Problem details: Once the line with "the grey t-shirt" is found in the data, output it and each following line exactly, up to and including the line with "the man in white", and nothing before or after.

Materials provided:
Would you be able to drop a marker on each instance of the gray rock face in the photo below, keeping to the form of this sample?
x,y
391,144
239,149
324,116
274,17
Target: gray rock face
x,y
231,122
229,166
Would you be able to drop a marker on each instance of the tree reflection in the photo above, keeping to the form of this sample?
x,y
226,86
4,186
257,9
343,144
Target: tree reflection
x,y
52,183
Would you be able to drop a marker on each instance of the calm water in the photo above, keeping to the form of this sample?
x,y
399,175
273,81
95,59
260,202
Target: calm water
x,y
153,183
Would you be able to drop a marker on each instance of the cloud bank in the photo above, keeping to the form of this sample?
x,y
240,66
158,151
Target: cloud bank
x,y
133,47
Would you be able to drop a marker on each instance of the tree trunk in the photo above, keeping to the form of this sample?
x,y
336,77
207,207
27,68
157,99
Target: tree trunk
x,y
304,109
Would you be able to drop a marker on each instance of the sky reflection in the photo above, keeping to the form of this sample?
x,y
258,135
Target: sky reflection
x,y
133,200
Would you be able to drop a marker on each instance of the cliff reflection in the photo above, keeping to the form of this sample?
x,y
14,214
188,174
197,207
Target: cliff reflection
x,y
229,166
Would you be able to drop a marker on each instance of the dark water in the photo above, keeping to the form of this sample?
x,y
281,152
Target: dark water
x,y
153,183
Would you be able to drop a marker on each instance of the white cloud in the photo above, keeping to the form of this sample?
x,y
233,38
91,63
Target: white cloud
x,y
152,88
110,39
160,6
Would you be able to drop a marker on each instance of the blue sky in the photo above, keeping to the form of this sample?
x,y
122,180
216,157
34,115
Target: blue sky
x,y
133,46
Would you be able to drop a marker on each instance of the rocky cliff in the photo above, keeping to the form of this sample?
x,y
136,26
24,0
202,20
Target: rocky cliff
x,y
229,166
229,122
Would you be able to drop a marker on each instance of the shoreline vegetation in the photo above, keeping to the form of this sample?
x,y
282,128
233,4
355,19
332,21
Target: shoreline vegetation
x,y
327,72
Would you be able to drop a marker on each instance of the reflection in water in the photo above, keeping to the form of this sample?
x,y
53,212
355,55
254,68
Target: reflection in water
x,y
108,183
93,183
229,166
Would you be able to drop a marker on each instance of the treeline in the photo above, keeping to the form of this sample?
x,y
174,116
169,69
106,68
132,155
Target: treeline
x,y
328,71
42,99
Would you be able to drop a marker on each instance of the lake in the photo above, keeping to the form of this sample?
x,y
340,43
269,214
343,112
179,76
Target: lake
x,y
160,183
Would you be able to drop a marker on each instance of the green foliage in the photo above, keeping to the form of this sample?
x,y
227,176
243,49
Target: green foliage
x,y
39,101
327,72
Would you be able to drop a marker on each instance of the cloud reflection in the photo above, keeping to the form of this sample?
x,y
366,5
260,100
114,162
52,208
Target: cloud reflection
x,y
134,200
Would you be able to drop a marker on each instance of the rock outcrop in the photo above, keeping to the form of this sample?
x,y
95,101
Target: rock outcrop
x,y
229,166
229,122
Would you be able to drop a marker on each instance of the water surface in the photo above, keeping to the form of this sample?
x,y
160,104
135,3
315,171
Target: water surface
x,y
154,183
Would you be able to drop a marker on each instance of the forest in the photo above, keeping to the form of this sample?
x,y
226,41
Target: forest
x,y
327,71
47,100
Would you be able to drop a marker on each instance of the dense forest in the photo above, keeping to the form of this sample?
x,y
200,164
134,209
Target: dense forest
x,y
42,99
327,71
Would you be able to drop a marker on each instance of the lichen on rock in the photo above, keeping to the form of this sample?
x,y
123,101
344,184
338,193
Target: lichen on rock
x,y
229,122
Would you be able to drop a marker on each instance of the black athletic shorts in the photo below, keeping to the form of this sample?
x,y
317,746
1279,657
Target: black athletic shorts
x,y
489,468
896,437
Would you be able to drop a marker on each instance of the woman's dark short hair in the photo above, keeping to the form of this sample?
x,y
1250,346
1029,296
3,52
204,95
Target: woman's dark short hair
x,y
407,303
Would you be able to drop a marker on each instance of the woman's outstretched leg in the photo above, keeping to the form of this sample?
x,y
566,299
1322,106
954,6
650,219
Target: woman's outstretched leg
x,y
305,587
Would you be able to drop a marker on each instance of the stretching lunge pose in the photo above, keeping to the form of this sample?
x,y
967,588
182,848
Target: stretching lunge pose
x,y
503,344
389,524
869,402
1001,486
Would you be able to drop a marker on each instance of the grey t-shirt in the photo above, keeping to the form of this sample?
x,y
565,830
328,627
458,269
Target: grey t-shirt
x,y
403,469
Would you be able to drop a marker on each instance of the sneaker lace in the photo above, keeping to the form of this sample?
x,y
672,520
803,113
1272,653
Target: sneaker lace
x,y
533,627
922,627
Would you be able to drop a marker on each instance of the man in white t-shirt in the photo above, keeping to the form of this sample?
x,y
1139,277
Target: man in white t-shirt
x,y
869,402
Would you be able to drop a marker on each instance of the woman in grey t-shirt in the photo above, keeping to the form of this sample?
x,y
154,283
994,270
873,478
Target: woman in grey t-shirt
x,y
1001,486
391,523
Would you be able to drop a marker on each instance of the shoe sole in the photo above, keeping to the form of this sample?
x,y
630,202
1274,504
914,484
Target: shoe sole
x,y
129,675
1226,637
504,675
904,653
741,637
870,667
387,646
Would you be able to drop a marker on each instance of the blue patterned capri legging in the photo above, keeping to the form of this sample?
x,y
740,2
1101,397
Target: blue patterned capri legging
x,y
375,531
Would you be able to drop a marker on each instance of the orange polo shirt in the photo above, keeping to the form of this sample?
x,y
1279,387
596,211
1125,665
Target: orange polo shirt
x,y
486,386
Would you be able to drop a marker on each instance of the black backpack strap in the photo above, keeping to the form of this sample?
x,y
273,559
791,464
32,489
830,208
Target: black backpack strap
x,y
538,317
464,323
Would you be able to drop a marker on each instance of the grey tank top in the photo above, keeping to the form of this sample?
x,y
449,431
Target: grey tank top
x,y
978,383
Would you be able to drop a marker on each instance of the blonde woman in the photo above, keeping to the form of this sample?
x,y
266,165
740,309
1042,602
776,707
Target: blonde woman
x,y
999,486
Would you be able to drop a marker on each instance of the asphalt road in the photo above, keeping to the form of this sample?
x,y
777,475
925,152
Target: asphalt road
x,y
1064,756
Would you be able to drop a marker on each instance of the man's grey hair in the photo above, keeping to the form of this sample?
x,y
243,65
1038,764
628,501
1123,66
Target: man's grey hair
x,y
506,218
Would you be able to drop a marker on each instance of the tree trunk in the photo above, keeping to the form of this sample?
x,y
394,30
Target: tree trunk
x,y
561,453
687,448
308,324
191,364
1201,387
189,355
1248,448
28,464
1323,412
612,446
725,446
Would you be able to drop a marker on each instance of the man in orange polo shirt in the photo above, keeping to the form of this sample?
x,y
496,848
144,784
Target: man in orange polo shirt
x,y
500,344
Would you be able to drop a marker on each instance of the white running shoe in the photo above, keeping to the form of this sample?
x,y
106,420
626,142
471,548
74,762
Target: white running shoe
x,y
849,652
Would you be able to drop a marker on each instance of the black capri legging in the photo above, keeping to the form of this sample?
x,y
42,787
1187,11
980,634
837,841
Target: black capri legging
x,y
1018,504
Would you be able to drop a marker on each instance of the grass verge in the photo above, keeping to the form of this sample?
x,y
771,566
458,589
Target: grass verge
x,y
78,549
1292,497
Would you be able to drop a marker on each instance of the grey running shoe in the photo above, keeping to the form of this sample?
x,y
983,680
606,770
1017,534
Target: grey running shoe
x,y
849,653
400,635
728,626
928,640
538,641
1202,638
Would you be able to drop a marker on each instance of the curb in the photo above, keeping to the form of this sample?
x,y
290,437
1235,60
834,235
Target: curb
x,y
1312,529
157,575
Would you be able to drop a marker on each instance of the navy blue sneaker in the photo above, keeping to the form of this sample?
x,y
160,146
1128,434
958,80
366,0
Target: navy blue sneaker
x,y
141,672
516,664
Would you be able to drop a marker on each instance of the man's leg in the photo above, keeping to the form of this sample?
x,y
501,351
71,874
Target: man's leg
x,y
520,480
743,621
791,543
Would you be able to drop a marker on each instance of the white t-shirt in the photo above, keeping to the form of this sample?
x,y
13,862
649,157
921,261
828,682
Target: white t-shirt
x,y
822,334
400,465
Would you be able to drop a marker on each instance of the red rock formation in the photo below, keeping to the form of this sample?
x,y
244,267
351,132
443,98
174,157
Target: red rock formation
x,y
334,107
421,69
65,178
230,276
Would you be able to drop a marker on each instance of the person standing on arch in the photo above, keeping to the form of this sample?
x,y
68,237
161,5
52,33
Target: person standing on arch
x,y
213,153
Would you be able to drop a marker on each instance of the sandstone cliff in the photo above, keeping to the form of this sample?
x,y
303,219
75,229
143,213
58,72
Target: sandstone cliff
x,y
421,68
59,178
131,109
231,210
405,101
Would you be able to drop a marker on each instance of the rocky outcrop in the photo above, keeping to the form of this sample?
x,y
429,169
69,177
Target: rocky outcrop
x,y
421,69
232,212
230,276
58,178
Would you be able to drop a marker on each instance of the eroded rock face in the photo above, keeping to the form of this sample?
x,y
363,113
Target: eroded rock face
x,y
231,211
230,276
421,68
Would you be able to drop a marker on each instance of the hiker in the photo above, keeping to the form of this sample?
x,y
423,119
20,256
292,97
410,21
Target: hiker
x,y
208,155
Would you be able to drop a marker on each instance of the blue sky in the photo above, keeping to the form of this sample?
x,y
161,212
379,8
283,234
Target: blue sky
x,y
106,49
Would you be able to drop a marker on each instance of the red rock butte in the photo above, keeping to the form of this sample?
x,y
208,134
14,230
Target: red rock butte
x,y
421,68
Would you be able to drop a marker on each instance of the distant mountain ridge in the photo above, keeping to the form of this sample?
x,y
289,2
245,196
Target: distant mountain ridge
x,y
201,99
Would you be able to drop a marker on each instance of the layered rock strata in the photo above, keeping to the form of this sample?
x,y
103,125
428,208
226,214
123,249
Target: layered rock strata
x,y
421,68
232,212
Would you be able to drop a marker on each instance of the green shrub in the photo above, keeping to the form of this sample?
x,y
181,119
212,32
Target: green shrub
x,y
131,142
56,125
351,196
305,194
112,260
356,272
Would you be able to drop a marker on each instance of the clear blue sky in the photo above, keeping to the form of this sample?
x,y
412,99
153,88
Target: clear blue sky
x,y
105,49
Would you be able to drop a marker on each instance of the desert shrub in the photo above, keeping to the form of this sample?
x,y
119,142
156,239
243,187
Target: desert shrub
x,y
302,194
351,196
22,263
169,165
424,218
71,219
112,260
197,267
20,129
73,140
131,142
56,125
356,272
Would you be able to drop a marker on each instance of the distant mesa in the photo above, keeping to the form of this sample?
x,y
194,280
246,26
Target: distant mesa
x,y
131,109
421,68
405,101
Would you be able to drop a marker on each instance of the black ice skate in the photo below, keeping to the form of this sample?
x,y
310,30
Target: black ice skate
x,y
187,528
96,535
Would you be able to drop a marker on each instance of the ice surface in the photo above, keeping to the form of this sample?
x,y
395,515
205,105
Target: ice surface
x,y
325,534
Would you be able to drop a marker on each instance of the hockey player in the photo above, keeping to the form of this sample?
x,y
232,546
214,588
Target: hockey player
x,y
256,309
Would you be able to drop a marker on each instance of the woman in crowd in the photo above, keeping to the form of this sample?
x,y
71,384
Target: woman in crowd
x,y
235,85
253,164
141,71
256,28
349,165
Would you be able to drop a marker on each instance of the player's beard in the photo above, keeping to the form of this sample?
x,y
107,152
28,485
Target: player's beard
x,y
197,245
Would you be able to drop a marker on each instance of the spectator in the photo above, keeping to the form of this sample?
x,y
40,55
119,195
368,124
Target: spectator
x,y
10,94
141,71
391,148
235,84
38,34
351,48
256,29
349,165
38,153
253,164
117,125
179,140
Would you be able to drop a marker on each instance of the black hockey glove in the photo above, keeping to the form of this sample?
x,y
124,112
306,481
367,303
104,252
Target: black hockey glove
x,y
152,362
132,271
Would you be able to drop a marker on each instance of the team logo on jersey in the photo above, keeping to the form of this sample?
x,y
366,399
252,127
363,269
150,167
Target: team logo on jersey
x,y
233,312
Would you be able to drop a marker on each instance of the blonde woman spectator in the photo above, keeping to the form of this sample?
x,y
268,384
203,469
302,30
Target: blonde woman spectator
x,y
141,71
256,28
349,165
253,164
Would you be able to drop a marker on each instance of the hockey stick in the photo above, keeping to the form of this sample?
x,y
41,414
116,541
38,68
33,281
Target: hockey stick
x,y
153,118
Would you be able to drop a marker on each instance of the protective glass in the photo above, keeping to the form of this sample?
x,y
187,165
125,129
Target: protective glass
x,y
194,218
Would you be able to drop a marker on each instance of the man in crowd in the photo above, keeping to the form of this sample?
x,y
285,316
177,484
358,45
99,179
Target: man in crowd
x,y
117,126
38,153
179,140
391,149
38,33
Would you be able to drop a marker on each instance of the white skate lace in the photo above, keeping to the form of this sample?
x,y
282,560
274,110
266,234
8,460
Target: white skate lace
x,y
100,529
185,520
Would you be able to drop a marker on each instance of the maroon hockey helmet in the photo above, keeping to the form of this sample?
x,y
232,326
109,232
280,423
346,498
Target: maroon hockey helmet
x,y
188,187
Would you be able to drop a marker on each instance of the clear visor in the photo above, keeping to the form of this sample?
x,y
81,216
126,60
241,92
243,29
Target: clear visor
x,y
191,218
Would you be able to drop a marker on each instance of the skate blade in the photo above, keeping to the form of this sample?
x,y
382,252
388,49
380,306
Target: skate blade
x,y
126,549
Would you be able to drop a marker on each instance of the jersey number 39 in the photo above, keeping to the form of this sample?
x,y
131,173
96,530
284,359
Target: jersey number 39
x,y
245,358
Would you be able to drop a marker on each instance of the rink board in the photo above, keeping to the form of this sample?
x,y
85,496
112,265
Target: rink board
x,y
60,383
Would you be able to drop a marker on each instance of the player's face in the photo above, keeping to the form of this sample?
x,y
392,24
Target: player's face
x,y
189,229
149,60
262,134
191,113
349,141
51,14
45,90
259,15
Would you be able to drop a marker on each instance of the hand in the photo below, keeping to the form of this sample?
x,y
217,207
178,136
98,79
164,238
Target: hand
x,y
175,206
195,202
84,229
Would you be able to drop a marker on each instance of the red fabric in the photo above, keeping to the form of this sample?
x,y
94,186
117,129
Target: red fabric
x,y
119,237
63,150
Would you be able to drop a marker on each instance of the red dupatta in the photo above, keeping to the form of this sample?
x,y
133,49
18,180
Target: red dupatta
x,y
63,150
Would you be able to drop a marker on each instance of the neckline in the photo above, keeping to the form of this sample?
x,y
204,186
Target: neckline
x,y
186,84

Result for this task:
Would you be able to drop a marker on each instance of the grey t-shirt in the photo above, keeping to the form of this sample?
x,y
565,830
328,627
458,269
Target: grey t-shirt
x,y
403,469
Would you be able to drop a marker on each instance of the sneaker lace in the photo above, keeping to the form of this sample?
x,y
672,520
803,113
1272,653
Target: sneaker lace
x,y
533,627
922,627
Would you be able to drop a marker on each instance of the man in white t-shirt in the photo above, keeping to the form of this sample?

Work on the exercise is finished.